> _ВАШЕ ЗАДАНИЕ_:
Преобразуйте все приведенные ниже записи в нумерованный список строк, пропустив пустые строки.

> _ИСХОДНЫЕ ЗАПИСИ_:
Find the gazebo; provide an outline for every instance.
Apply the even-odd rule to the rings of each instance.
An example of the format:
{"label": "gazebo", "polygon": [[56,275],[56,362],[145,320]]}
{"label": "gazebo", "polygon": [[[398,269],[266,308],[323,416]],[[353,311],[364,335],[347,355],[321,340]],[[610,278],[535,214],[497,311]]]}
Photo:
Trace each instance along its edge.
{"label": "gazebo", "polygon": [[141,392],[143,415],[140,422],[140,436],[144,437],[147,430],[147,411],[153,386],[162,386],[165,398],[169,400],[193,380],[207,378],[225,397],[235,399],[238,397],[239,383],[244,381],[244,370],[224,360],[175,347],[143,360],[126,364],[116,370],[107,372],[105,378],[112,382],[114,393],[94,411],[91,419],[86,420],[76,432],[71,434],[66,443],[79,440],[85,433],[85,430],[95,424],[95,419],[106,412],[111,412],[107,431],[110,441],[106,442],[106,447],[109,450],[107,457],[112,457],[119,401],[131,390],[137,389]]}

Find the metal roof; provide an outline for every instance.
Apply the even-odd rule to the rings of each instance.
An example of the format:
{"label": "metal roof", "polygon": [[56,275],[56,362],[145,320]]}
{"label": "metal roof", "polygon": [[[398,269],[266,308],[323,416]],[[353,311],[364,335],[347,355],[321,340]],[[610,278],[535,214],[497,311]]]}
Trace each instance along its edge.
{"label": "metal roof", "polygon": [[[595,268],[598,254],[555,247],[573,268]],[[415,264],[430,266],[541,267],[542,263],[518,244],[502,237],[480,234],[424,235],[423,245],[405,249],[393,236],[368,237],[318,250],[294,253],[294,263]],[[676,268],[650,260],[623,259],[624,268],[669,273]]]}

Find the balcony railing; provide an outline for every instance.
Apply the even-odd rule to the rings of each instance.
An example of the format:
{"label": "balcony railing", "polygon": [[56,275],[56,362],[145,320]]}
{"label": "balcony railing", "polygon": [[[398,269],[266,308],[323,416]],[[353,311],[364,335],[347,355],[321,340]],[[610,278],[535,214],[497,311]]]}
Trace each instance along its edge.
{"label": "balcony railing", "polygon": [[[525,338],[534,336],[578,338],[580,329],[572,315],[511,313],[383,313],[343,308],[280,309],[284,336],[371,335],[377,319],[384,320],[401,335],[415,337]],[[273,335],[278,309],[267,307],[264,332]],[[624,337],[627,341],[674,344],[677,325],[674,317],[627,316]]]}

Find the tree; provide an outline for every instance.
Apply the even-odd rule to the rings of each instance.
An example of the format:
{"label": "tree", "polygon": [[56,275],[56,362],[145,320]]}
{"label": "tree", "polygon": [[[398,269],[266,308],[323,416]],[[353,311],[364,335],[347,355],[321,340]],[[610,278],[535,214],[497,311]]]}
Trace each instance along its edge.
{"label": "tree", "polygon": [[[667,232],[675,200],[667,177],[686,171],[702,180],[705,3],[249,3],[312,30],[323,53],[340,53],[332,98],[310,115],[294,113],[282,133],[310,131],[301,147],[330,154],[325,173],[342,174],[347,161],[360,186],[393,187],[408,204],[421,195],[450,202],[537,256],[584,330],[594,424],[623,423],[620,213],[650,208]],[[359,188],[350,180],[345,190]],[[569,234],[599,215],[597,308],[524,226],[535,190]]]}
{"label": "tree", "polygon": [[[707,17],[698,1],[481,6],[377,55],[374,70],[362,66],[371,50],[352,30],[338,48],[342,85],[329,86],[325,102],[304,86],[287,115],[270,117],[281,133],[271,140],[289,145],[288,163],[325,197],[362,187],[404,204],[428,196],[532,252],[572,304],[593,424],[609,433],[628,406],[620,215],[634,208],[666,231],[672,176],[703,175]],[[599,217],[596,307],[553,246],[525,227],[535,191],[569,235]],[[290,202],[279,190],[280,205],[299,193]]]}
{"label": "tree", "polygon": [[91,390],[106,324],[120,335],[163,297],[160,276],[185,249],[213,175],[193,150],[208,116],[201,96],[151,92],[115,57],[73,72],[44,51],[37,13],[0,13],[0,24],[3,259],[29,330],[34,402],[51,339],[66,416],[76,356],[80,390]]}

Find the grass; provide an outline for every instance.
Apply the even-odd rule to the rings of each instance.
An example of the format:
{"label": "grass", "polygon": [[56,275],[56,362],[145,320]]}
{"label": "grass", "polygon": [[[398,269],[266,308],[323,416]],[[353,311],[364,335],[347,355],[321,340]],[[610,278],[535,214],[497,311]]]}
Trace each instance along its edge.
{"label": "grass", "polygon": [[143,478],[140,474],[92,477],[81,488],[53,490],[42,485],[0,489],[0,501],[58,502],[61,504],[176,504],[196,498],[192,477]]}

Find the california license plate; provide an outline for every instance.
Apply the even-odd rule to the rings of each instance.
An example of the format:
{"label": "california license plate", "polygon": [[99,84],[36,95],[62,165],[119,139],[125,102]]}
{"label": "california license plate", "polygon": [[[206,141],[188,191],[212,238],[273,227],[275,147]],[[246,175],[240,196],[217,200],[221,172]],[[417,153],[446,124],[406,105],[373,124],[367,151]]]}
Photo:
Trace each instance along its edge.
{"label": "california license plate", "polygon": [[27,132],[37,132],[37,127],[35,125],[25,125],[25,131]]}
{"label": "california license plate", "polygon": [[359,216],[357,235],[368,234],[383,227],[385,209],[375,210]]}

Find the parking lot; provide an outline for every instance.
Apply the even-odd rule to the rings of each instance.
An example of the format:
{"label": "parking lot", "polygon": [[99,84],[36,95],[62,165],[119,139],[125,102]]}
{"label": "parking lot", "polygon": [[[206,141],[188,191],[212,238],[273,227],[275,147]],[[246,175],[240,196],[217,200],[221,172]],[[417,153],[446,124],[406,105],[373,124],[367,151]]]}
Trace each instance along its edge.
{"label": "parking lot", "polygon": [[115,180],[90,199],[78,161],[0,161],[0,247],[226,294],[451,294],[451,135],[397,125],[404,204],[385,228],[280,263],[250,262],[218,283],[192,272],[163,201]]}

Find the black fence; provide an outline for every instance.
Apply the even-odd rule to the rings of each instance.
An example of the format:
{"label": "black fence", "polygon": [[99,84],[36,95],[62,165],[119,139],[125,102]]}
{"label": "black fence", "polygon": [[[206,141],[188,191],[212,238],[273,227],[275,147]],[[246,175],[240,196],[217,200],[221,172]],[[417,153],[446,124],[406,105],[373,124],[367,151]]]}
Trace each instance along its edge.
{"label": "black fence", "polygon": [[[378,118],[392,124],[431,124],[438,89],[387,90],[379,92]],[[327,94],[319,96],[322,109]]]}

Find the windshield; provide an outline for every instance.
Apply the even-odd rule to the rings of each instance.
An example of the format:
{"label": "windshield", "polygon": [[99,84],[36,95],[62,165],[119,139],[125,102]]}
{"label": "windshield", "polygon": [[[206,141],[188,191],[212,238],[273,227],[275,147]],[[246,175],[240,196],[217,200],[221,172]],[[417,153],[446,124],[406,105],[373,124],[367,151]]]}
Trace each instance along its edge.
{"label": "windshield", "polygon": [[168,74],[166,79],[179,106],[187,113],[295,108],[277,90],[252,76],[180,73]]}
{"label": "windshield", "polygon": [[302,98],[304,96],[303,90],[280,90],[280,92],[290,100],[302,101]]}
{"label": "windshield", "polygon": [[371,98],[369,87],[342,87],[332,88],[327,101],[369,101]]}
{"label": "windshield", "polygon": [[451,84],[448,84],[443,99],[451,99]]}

> _РЕШЕНИЕ ЗАДАЧИ_:
1. Find the gazebo; provide an outline for every instance.
2. Apply the even-odd rule to the rings of each instance.
3. An example of the format:
4. {"label": "gazebo", "polygon": [[56,275],[56,362],[145,320]]}
5. {"label": "gazebo", "polygon": [[[398,269],[266,308],[323,416]],[[353,311],[364,335],[347,355],[321,340]],[[610,278],[535,214],[497,311]]]}
6. Photo:
7. Trace each instance along its edge.
8. {"label": "gazebo", "polygon": [[141,392],[143,415],[140,422],[140,436],[144,437],[147,430],[147,411],[153,386],[162,386],[165,398],[169,400],[193,380],[207,378],[225,397],[235,399],[238,397],[239,383],[244,381],[244,370],[224,360],[175,347],[143,360],[126,364],[116,370],[107,372],[105,378],[112,382],[114,393],[94,411],[91,419],[86,420],[76,432],[71,434],[66,443],[79,440],[85,433],[85,430],[95,424],[95,419],[106,412],[111,412],[107,431],[110,441],[106,442],[106,447],[109,450],[107,457],[112,457],[119,401],[131,390],[137,389]]}
9. Find the metal roof; provide an outline for every instance.
10. Apply the even-odd rule to the rings of each instance.
11. An example of the format:
12. {"label": "metal roof", "polygon": [[56,275],[56,362],[145,320]]}
13. {"label": "metal roof", "polygon": [[[398,269],[266,308],[323,416]],[[353,311],[364,335],[347,355],[321,340]],[[610,278],[535,214],[497,311]]]}
14. Trace each instance along its edge.
15. {"label": "metal roof", "polygon": [[[595,268],[598,254],[555,247],[573,268]],[[415,264],[430,266],[541,267],[542,263],[518,244],[502,237],[480,234],[424,235],[423,245],[405,249],[393,236],[368,237],[318,250],[294,253],[294,263]],[[676,268],[650,260],[623,259],[624,268],[669,273]]]}
16. Find the balcony railing; provide an outline for every instance.
17. Apply the even-odd rule to the rings of each instance.
18. An example of the format:
19. {"label": "balcony railing", "polygon": [[56,275],[56,362],[145,320]]}
20. {"label": "balcony railing", "polygon": [[[398,269],[266,308],[323,416]],[[353,311],[364,335],[347,355],[321,340]],[[610,278],[535,214],[497,311]]]}
21. Trace each instance along its edge.
22. {"label": "balcony railing", "polygon": [[[525,338],[534,336],[578,338],[580,329],[572,315],[511,313],[383,313],[343,308],[280,309],[284,336],[371,335],[377,319],[384,320],[401,335],[415,337]],[[273,335],[278,309],[267,307],[264,332]],[[624,337],[627,341],[674,344],[677,325],[674,317],[627,316]]]}
23. Find the tree; provide an outline for every instance.
24. Apply the even-odd rule to the rings of each instance.
25. An example of the format:
26. {"label": "tree", "polygon": [[56,275],[56,362],[145,320]]}
27. {"label": "tree", "polygon": [[[398,269],[266,308],[323,416]],[[353,311],[364,335],[347,355],[321,340]],[[610,278],[535,214],[497,311]]]}
28. Trace each instance along its edge.
29. {"label": "tree", "polygon": [[[667,232],[675,200],[667,177],[686,171],[702,180],[705,3],[249,3],[312,30],[323,53],[340,53],[332,98],[310,115],[294,113],[282,133],[310,131],[301,147],[330,154],[325,173],[342,174],[347,161],[360,186],[393,187],[408,204],[421,195],[450,202],[537,256],[584,330],[594,424],[623,423],[620,213],[650,208]],[[359,188],[350,180],[345,190]],[[569,234],[599,215],[597,308],[524,226],[535,190]]]}
30. {"label": "tree", "polygon": [[[707,17],[698,1],[481,6],[377,55],[374,70],[362,66],[371,50],[352,30],[338,48],[342,85],[329,86],[325,102],[304,86],[287,115],[270,117],[281,133],[271,140],[289,145],[288,163],[325,197],[362,187],[404,204],[428,196],[532,252],[572,304],[593,424],[609,433],[628,406],[620,215],[634,208],[666,231],[672,176],[703,175]],[[599,217],[596,307],[553,246],[525,227],[535,191],[569,235]],[[290,202],[279,190],[280,205],[299,193]]]}
31. {"label": "tree", "polygon": [[91,390],[106,324],[120,335],[163,297],[160,276],[185,249],[213,175],[193,150],[208,116],[201,96],[151,92],[115,57],[73,72],[44,51],[37,13],[0,13],[0,24],[3,259],[29,330],[34,402],[51,339],[66,416],[76,356],[80,390]]}
32. Find the grass; provide an outline for every instance.
33. Apply the even-odd rule to the rings of each instance.
34. An example of the format:
35. {"label": "grass", "polygon": [[56,275],[56,362],[145,320]]}
36. {"label": "grass", "polygon": [[[398,269],[266,308],[323,416]],[[353,311],[364,335],[347,355],[321,340]],[[610,278],[535,214],[497,311]]]}
37. Trace each instance along its edge.
38. {"label": "grass", "polygon": [[143,478],[140,474],[92,477],[81,488],[53,490],[42,485],[0,489],[0,501],[58,502],[61,504],[176,504],[196,498],[192,477]]}
39. Find the california license plate; provide an outline for every instance.
40. Apply the even-odd rule to the rings of each instance.
41. An example of the format:
42. {"label": "california license plate", "polygon": [[99,84],[36,95],[62,165],[119,139],[125,102]]}
43. {"label": "california license plate", "polygon": [[[206,141],[188,191],[212,238],[273,227],[275,147]],[[246,175],[240,196],[217,200],[221,172]],[[417,153],[446,124],[406,105],[373,124],[367,151]]]}
44. Photo:
45. Trace each instance along its edge.
46. {"label": "california license plate", "polygon": [[27,132],[37,132],[37,127],[35,125],[25,125],[25,131]]}
47. {"label": "california license plate", "polygon": [[359,216],[357,235],[368,234],[383,227],[385,209],[375,210]]}
48. Find the parking lot; provide an outline for every instance.
49. Apply the even-odd rule to the rings of each instance.
50. An example of the format:
51. {"label": "parking lot", "polygon": [[99,84],[36,95],[62,165],[119,139],[125,102]]}
52. {"label": "parking lot", "polygon": [[[206,141],[188,191],[212,238],[273,227],[275,147]],[[246,175],[240,196],[217,200],[221,172]],[[417,153],[446,124],[406,105],[373,124],[367,151]]]}
53. Trace each instance along its edge.
54. {"label": "parking lot", "polygon": [[115,180],[90,199],[78,161],[0,161],[0,247],[226,294],[451,294],[451,135],[397,125],[404,204],[385,228],[280,263],[250,262],[218,283],[192,272],[163,201]]}
55. Find the black fence; provide an outline for every instance.
56. Apply the even-odd rule to the rings of each instance.
57. An example of the format:
58. {"label": "black fence", "polygon": [[99,84],[36,95],[62,165],[119,139],[125,102]]}
59. {"label": "black fence", "polygon": [[[206,141],[188,191],[212,238],[273,227],[275,147]],[[246,175],[240,196],[217,200],[221,172]],[[417,153],[446,124],[406,105],[373,124],[367,151]]]}
60. Trace each instance along its edge.
61. {"label": "black fence", "polygon": [[[378,118],[392,124],[431,124],[438,89],[387,90],[379,92]],[[327,94],[319,96],[322,109]]]}
62. Find the windshield; provide an outline for every instance.
63. Apply the even-odd rule to the rings of each instance.
64. An example of the format:
65. {"label": "windshield", "polygon": [[99,84],[36,95],[62,165],[119,139],[125,102]]}
66. {"label": "windshield", "polygon": [[[206,141],[188,191],[212,238],[273,227],[275,147]],[[246,175],[240,196],[217,200],[221,172]],[[417,153],[446,124],[406,105],[373,124],[367,151]]]}
67. Trace each instance along its edge.
68. {"label": "windshield", "polygon": [[168,74],[166,79],[179,106],[187,113],[295,108],[277,90],[252,76],[180,73]]}
69. {"label": "windshield", "polygon": [[302,98],[304,96],[303,90],[280,90],[280,92],[290,100],[302,101]]}
70. {"label": "windshield", "polygon": [[371,98],[369,87],[342,87],[332,88],[327,101],[369,101]]}
71. {"label": "windshield", "polygon": [[451,84],[448,84],[443,99],[451,99]]}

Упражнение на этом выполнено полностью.